Study text ->
|---|

AI systems require documentation that traditional software does not: model cards, experiment reports, data dictionaries, and fairness assessments. At the same time, the standard documentation (API docs, design docs, runbooks) needs adaptation for probabilistic systems. This guide covers how to write effective documentation for AI/ML systems.

API Documentation

AI serving APIs need documentation beyond standard endpoint references. Include:

Input specification with constraints. Not just “accepts a JSON object with a text field” but “accepts a text field containing 1-5000 UTF-8 characters in English, French, or German. Inputs exceeding 5000 characters are truncated. Non-supported languages return a 422 error.”

Output specification with confidence scores. Document what confidence scores mean and how consumers should use them. “The confidence field ranges from 0.0 to 1.0. Values above 0.85 indicate high confidence suitable for automated processing. Values between 0.5 and 0.85 should be routed for human review. Values below 0.5 indicate the model is uncertain and the prediction should not be used without human verification.”

Error responses specific to ML. Beyond standard HTTP errors, document model-specific failure modes: “If the model cannot produce a prediction within the latency SLA, the endpoint returns a 503 with a fallback_prediction field containing a rule-based default.”

Rate limits and costs. AI inference is expensive. Document rate limits, quota management, and per-request costs so consumers can budget their usage.

Versioning. Document which model version is serving, how to pin to a specific version, and the deprecation policy for old versions.

Model Cards

Model cards, introduced by Mitchell et al. (2019), are standardized documentation for trained models. A model card should include:

Model details - Architecture, training algorithm, framework, version, owner, and date trained.

|---|

What you need to do ->
1 > Transcribe the AI documentation guide word for word, starting with "Error responses specific" and going on through "for old versions.".
2 > Decide whether each statement agrees with the AI documentation guide. Answer yes or no, and quote the words of the guide that settle it.
(a) Inputs longer than 5000 characters return a 422 error.
(b) Model cards were introduced by Mitchell et al. (2019).
(c) Confidence values between 0.5 and 0.85 are suitable for automated processing.
3 > Answer these questions from the AI documentation guide:
(a) What does the endpoint return if the model cannot produce a prediction within the latency SLA?
(b) Which languages does the example input specification accept?
(c) What three things should versioning documentation cover?
The lines that come next have no connection to the AI documentation guide.

Extracted records ->
|---|

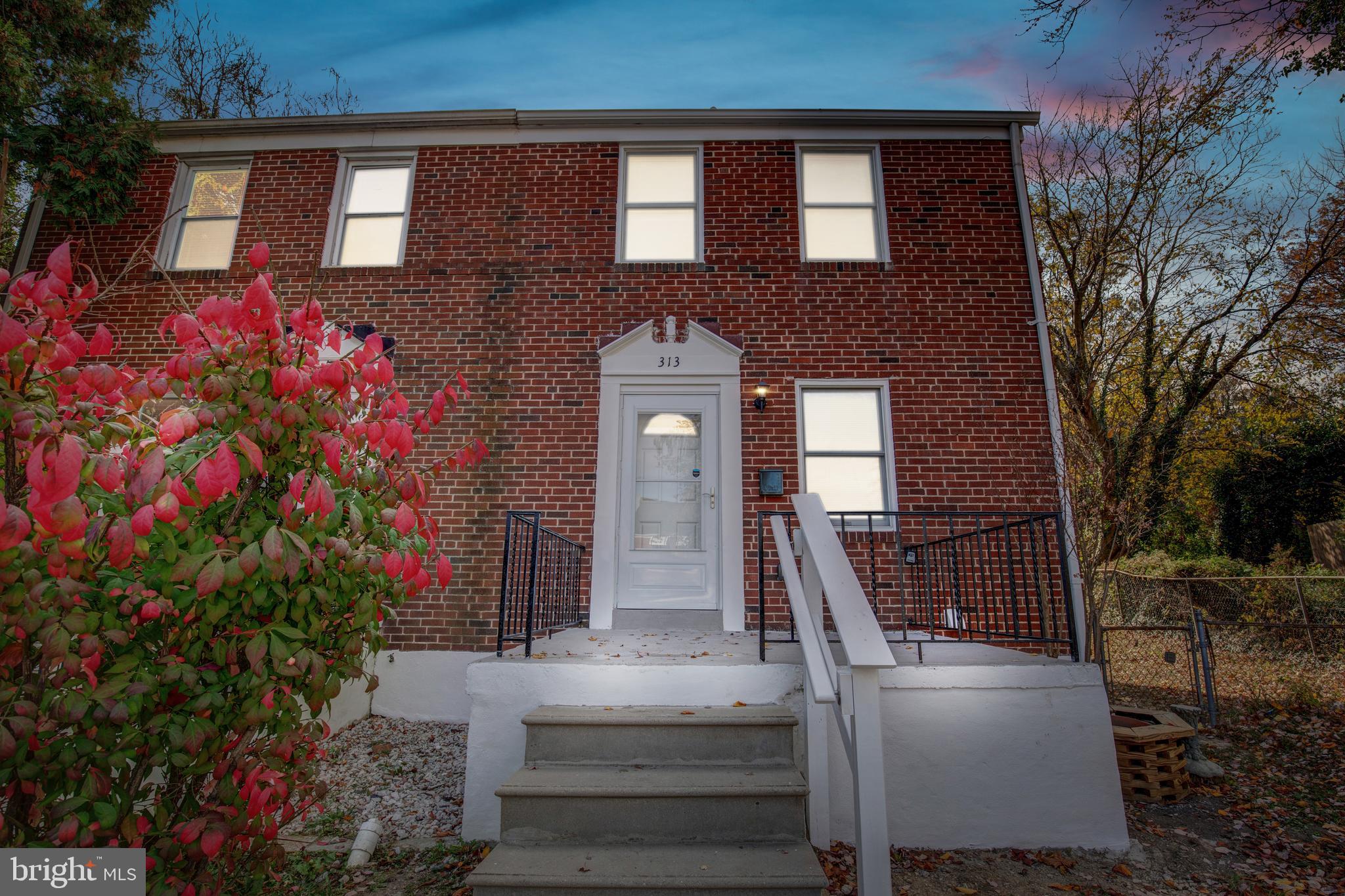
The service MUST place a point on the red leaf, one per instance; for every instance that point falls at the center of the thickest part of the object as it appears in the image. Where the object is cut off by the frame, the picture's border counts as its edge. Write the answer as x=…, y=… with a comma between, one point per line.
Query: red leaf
x=191, y=830
x=120, y=543
x=250, y=452
x=185, y=328
x=143, y=521
x=61, y=477
x=173, y=429
x=272, y=545
x=68, y=829
x=405, y=519
x=101, y=341
x=11, y=333
x=14, y=527
x=217, y=475
x=167, y=507
x=58, y=263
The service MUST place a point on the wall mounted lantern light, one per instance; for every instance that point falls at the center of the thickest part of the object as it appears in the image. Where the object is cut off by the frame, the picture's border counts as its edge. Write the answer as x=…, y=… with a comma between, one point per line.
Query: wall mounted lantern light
x=759, y=402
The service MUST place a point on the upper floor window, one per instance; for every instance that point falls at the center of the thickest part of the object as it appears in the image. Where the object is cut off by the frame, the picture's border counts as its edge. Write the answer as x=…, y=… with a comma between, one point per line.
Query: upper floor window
x=659, y=215
x=205, y=207
x=369, y=211
x=841, y=192
x=845, y=445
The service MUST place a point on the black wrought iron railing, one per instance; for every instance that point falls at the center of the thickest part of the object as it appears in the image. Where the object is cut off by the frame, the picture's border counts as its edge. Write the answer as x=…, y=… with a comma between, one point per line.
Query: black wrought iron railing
x=985, y=578
x=540, y=581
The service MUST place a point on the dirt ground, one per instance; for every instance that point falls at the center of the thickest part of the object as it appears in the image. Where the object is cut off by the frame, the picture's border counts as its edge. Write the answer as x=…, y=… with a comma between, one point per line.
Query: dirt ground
x=1275, y=824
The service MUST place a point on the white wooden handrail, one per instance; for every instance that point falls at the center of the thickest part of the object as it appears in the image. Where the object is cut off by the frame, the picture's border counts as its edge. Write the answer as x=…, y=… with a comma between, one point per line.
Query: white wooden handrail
x=817, y=652
x=852, y=689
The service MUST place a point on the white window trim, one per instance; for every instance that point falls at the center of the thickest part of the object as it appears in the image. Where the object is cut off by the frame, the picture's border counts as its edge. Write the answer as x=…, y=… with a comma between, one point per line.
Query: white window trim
x=699, y=202
x=889, y=461
x=880, y=207
x=350, y=161
x=177, y=214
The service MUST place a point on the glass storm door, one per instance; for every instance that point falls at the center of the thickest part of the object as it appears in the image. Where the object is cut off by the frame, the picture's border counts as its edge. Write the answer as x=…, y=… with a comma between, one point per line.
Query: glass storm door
x=669, y=519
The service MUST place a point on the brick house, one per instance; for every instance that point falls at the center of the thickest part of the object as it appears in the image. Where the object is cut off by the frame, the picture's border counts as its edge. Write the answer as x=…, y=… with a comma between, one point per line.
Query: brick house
x=674, y=322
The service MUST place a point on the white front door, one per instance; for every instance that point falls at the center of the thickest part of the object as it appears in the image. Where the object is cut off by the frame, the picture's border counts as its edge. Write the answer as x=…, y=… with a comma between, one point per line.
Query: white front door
x=669, y=515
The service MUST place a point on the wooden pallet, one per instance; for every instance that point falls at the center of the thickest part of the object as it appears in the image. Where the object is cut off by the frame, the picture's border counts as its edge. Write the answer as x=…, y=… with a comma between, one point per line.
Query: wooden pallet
x=1156, y=794
x=1151, y=754
x=1153, y=775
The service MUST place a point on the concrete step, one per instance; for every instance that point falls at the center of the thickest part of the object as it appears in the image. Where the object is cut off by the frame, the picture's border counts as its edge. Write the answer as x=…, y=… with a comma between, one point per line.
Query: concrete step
x=651, y=803
x=720, y=870
x=661, y=735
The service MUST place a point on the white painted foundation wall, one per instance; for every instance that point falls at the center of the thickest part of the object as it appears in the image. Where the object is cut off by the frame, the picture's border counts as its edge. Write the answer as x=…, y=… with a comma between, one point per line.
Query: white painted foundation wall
x=977, y=756
x=426, y=685
x=992, y=757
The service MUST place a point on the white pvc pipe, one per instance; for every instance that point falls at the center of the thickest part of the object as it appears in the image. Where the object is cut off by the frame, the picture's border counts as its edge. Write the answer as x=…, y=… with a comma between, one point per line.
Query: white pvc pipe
x=366, y=842
x=1048, y=373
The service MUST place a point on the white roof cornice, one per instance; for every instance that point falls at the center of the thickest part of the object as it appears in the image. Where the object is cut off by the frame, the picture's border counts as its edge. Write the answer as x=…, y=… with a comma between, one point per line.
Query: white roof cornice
x=580, y=125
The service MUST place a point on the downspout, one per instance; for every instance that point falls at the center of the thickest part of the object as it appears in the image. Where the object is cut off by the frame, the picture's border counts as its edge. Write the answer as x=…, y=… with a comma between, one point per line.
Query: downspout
x=1048, y=375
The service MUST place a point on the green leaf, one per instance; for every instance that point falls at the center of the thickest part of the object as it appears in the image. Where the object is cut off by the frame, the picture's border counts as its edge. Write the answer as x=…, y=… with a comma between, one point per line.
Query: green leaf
x=210, y=578
x=278, y=649
x=272, y=544
x=256, y=651
x=105, y=815
x=187, y=567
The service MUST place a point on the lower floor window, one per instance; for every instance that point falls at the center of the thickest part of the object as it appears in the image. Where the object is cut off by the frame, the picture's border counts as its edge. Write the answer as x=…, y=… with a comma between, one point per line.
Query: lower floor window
x=845, y=445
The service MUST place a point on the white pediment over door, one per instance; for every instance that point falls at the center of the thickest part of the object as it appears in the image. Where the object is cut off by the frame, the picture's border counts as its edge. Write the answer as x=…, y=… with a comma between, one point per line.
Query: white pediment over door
x=703, y=354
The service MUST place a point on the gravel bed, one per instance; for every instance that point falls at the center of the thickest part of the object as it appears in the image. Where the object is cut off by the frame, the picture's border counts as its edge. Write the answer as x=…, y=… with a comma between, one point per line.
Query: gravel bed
x=408, y=774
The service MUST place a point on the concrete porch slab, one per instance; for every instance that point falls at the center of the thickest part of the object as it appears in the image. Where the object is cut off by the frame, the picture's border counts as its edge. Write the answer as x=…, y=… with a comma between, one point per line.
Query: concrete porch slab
x=681, y=648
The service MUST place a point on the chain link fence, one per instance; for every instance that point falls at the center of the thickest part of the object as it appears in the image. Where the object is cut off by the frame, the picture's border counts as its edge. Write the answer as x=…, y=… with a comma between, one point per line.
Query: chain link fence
x=1268, y=640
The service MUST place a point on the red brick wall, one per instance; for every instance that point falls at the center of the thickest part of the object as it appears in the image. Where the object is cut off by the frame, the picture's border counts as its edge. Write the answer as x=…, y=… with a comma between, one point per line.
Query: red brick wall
x=509, y=277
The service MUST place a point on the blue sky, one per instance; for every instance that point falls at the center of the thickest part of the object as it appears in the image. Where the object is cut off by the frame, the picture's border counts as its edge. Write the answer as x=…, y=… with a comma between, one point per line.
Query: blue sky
x=585, y=54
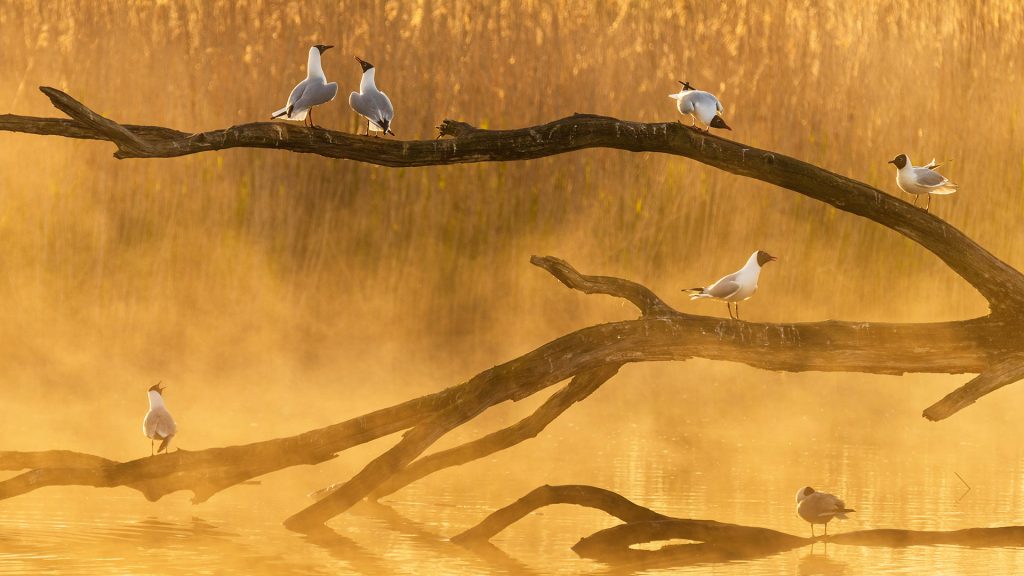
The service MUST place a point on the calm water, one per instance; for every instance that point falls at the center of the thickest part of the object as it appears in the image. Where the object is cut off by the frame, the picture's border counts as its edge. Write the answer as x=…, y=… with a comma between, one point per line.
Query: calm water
x=707, y=476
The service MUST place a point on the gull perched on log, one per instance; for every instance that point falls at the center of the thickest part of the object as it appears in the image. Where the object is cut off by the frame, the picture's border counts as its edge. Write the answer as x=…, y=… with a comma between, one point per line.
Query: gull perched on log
x=737, y=286
x=819, y=507
x=314, y=90
x=371, y=103
x=158, y=423
x=921, y=179
x=699, y=106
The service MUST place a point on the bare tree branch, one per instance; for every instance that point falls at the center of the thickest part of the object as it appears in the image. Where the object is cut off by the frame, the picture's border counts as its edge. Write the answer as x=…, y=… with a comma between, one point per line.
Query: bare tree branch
x=580, y=495
x=1001, y=285
x=582, y=386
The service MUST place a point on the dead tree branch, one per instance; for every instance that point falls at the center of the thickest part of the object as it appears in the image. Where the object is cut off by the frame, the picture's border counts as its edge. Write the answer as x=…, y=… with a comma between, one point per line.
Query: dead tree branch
x=714, y=541
x=991, y=346
x=591, y=355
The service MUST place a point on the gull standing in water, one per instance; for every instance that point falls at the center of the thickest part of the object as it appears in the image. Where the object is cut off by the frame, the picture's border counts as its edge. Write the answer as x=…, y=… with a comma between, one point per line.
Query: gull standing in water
x=699, y=106
x=921, y=179
x=371, y=103
x=158, y=423
x=314, y=90
x=736, y=287
x=819, y=507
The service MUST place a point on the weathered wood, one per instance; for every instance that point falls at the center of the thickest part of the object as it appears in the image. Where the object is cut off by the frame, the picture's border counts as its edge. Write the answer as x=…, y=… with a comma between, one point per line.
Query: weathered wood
x=581, y=495
x=207, y=471
x=577, y=391
x=970, y=345
x=1005, y=371
x=991, y=346
x=1001, y=285
x=711, y=541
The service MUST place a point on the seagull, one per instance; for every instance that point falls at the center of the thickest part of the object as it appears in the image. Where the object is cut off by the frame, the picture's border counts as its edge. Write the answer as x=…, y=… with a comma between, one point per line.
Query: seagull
x=819, y=507
x=371, y=103
x=699, y=106
x=314, y=90
x=736, y=287
x=921, y=179
x=158, y=423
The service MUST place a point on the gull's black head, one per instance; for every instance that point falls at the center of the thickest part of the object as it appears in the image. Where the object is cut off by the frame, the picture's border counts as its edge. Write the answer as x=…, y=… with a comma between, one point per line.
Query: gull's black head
x=804, y=492
x=765, y=257
x=366, y=66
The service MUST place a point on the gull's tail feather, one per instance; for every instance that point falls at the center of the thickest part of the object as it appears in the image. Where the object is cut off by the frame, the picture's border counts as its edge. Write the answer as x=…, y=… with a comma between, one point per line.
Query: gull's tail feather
x=717, y=122
x=324, y=492
x=287, y=114
x=945, y=189
x=695, y=293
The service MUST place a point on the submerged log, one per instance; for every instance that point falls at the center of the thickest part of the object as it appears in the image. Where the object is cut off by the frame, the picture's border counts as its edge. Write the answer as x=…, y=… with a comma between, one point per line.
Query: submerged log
x=709, y=540
x=991, y=346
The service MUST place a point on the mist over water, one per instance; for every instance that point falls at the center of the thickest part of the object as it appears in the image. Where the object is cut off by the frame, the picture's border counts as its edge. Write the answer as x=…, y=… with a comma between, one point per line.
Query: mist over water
x=276, y=292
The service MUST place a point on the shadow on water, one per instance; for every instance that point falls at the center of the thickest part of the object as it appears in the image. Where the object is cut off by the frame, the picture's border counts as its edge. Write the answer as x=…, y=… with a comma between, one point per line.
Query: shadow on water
x=65, y=545
x=679, y=556
x=817, y=563
x=346, y=549
x=496, y=560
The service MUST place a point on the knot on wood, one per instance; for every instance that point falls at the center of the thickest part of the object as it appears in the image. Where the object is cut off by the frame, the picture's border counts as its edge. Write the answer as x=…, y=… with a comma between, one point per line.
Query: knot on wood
x=455, y=128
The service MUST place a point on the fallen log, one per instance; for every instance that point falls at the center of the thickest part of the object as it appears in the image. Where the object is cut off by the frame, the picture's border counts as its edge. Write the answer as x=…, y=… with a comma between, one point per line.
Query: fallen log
x=991, y=346
x=709, y=541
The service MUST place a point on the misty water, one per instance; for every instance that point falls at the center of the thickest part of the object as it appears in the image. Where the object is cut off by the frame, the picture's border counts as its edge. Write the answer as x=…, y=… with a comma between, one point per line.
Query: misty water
x=275, y=293
x=650, y=435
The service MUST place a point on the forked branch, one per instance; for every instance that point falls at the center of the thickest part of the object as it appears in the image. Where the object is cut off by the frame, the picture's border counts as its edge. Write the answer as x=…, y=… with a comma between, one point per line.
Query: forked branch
x=710, y=540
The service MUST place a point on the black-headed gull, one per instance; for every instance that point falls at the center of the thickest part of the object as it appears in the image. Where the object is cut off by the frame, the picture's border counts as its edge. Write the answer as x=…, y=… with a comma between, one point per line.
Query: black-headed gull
x=158, y=423
x=736, y=287
x=371, y=103
x=921, y=179
x=699, y=106
x=819, y=507
x=314, y=90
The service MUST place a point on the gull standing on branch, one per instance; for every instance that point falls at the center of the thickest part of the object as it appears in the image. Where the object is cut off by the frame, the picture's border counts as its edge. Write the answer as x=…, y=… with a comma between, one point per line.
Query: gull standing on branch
x=819, y=507
x=699, y=106
x=921, y=179
x=736, y=287
x=158, y=423
x=371, y=103
x=314, y=90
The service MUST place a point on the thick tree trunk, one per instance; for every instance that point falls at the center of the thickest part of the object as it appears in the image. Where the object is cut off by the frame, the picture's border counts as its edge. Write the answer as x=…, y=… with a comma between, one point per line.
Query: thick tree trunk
x=713, y=541
x=991, y=346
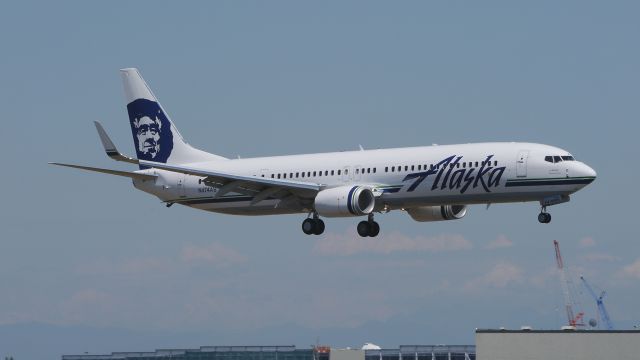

|---|

Answers to this exercise ->
1 >
Error responses specific to ML. Beyond standard HTTP errors, document model-specific failure modes: “If the model cannot produce a prediction within the latency SLA, the endpoint returns a 503 with a fallback_prediction field containing a rule-based default.”

Rate limits and costs. AI inference is expensive. Document rate limits, quota management, and per-request costs so consumers can budget their usage.

Versioning. Document which model version is serving, how to pin to a specific version, and the deprecation policy for old versions.

2 >
(a) No: "Inputs exceeding 5000 characters are truncated."
(b) Yes: "Model cards, introduced by Mitchell et al. (2019), are standardized documentation for trained models."
(c) No: "Values between 0.5 and 0.85 should be routed for human review."

3 >
(a) A 503 with a fallback_prediction field containing a rule-based default.
(b) English, French, or German.
(c) Which model version is serving, how to pin to a specific version, and the deprecation policy for old versions.